▶ **DOCUMENT SECTION**:
= Virtual store research =

Method of marketing research

Virtual store research is an extension of the traditional methods of marketing research. While marketing research employs techniques like focus groups, surveys and observation to better understand consumer decision-making, virtual store research uses these standard research techniques within a simulated store setting, delivered via computer. Virtual store research uses 2-dimensional and 3-dimensional computer simulation technology to create retail contexts that are as close to the real shopping experience as possible. This allows test consumers within the virtual environment to interact with store merchandise and make purchase decisions in a way that closely resembles real in-store behavior.

Additionally, virtual store technology can help consumer packaged goods companies and retailers make daily business decisions without the need for physically changing stores and products.

== History ==
Prior to the emergence of virtual store technology, the only way to get in-store behavioral data was through in-person store research. In-person store research is the acknowledged gold standard for testing the impact of changes in price, planograms, product packaging, or new products on consumer behavior. A controlled store test requires a change to be made in one set of stores but not in another similar set of stores. The sales results are then compared to determine if the change was beneficial. This approach is often paired with intercept research, which requires the researcher to station data collectors in actual stores and interrupt shoppers to ask questions about their shopping experience. These types of tests take place at the time of purchase and are widely considered to yield the most accurate insights about actual consumer behavior. However, they are very expensive and time consuming, and the tests themselves are considered by many shoppers and storeowners to be highly intrusive.

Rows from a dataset
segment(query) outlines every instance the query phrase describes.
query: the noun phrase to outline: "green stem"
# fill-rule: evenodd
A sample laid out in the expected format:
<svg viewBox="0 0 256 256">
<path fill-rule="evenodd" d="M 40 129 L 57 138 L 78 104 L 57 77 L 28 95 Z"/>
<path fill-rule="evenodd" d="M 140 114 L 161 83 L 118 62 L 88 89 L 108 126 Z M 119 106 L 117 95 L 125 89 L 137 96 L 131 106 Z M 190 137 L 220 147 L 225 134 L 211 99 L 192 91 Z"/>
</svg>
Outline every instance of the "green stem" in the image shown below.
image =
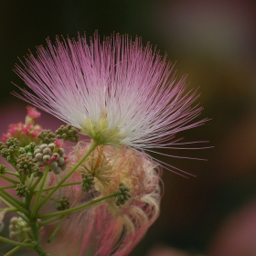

▶ **WRITTEN TASKS**:
1 - Name the kinds of changes whose impact on consumer behavior, according to the virtual store research article, in-person store research is the accepted gold standard for testing.
2 - Please restate word for word everything from "Additionally, virtual store" down to "stores and products." in the virtual store research article.
3 - In the virtual store research article, why does the simulation technology create retail contexts as close to the real shopping experience as possible? Answer in one to three sentences.
Nothing in the listing is needed here.

▶ **SOLUTIONS TO THE TASKS**:
1 -
- Changes in price
- Planograms
- Product packaging
- New products

2 -
Additionally, virtual store technology can help consumer packaged goods companies and retailers make daily business decisions without the need for physically changing stores and products.

3 - Close simulation lets test consumers in the virtual environment interact with store merchandise. They can also make purchase decisions in a way that closely resembles real in-store behavior.